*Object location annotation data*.

============

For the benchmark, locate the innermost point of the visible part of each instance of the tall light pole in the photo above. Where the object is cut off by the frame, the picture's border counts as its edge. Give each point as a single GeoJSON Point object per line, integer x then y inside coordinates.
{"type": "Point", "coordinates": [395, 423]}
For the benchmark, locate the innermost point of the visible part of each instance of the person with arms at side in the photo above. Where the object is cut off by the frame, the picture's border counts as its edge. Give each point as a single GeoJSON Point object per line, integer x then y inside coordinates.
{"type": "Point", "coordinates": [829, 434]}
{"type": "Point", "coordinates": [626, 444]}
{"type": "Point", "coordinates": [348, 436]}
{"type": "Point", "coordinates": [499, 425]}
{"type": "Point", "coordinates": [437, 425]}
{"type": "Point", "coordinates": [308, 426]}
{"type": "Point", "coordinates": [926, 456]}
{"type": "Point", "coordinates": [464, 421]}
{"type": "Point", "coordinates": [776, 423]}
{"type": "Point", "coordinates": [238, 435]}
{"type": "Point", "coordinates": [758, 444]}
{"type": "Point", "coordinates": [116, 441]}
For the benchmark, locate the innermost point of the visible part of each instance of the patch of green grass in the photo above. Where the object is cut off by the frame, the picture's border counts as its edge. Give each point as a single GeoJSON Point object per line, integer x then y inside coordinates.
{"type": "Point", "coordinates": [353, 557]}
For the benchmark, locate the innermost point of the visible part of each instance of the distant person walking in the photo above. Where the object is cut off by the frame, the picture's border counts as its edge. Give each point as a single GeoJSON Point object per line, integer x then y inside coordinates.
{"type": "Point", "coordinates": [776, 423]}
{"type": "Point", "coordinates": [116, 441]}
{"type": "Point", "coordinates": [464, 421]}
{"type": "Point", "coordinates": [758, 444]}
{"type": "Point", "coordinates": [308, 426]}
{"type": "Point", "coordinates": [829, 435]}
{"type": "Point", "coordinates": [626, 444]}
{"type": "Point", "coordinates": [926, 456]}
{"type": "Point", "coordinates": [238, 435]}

============

*Your goal*. Starting at the line that contains "of the distant" and continuing through the end of the records, rewrite those lines as a Markdown table with the columns Row and Record line, skipping any blank lines.

*Solution below*.
| Row | Record line |
|---|---|
| 1 | For the benchmark, locate the innermost point of the visible part of each instance of the distant person walking in the photo above. Where the object is cut off by the frame, the picture's border counts as its edge. Give each point as a single GeoJSON Point object per line, integer x then y inside coordinates. |
| 2 | {"type": "Point", "coordinates": [776, 423]} |
| 3 | {"type": "Point", "coordinates": [116, 441]} |
| 4 | {"type": "Point", "coordinates": [464, 421]} |
| 5 | {"type": "Point", "coordinates": [758, 444]} |
| 6 | {"type": "Point", "coordinates": [308, 426]} |
| 7 | {"type": "Point", "coordinates": [829, 435]} |
| 8 | {"type": "Point", "coordinates": [626, 444]} |
| 9 | {"type": "Point", "coordinates": [926, 456]} |
| 10 | {"type": "Point", "coordinates": [238, 435]} |